**The input**

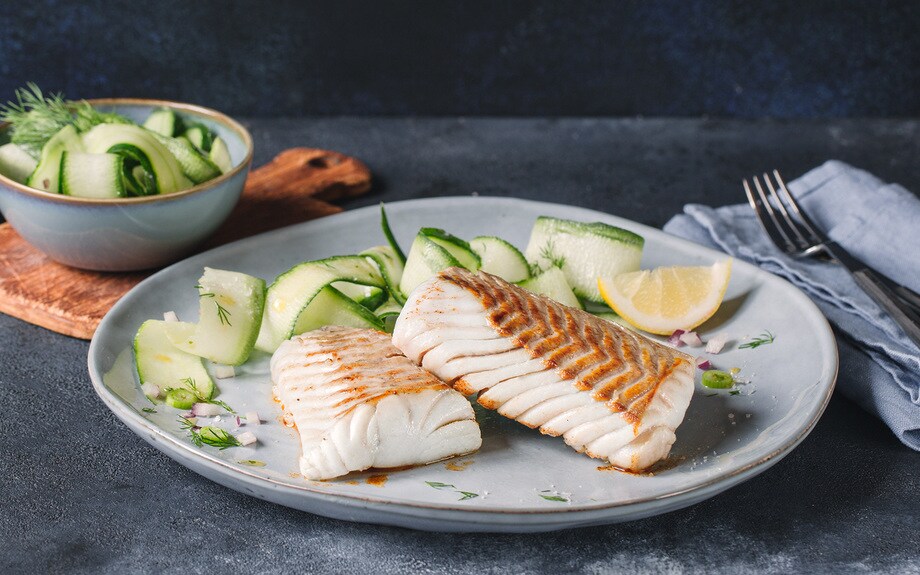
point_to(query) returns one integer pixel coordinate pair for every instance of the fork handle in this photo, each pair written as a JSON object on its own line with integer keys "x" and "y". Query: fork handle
{"x": 885, "y": 297}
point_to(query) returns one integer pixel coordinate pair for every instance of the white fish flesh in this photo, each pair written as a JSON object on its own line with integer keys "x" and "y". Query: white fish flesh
{"x": 358, "y": 403}
{"x": 609, "y": 392}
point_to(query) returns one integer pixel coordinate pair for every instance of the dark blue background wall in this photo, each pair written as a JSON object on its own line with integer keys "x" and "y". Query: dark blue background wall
{"x": 748, "y": 59}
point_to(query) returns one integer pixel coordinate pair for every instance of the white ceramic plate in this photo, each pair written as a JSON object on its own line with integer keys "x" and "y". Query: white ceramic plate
{"x": 522, "y": 480}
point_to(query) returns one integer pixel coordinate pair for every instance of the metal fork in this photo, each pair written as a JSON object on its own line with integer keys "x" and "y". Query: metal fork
{"x": 794, "y": 233}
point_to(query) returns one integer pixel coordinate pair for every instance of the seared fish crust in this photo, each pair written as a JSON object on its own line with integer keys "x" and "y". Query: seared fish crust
{"x": 357, "y": 403}
{"x": 609, "y": 392}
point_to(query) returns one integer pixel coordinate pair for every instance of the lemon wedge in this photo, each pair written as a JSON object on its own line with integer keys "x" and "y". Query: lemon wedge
{"x": 667, "y": 298}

**Required work**
The response should repeat each record precisely and contain no pictures.

**Solution to this problem**
point_to(query) returns one integer pixel coordinate pair for every instance of the fork handle in this photo, each pair written as a JSON object on its own line with integer keys "x" and "y". Query: fork handle
{"x": 885, "y": 297}
point_to(query) returns one integer pixel coordinate pair for every instance of the white fish flesh in this photo, each pair written as a JSON object on its own line with integer keys "x" and "y". Query: white fish flesh
{"x": 358, "y": 403}
{"x": 609, "y": 392}
point_to(query) returns one integer pixel coordinate pair for every instance of the dark blue background wall in this photo, each pair written as a JSON object on its own line with integer keys "x" and "y". Query: dark blue background wall
{"x": 748, "y": 59}
point_to(query) returns one integer pixel coordinate pair for every instance of the white ceramic plate in this photo, each pair written as a JSON object on its own line with integer keys "x" and "y". Query: white ceramic plate
{"x": 522, "y": 480}
point_to(query) returns one integer pixel coordinate pair for every instance of the metal fork in this photo, each pair written as a JSON object on its own line with integer keys "x" and "y". Query: metal fork
{"x": 794, "y": 233}
point_to(query) returns one integer pixel coordinate pair for every instance of the seared fish crust in this photo, each pair written as a JSON object on its own line with integer keys "x" and "y". Query: seared fish crust
{"x": 357, "y": 403}
{"x": 609, "y": 392}
point_to(query) returns one integer pixel coordinate pair for every instance of the lemon wedge in this photo, each pair written as a JSON object on its own line with integer keys "x" and "y". Query: lemon wedge
{"x": 667, "y": 298}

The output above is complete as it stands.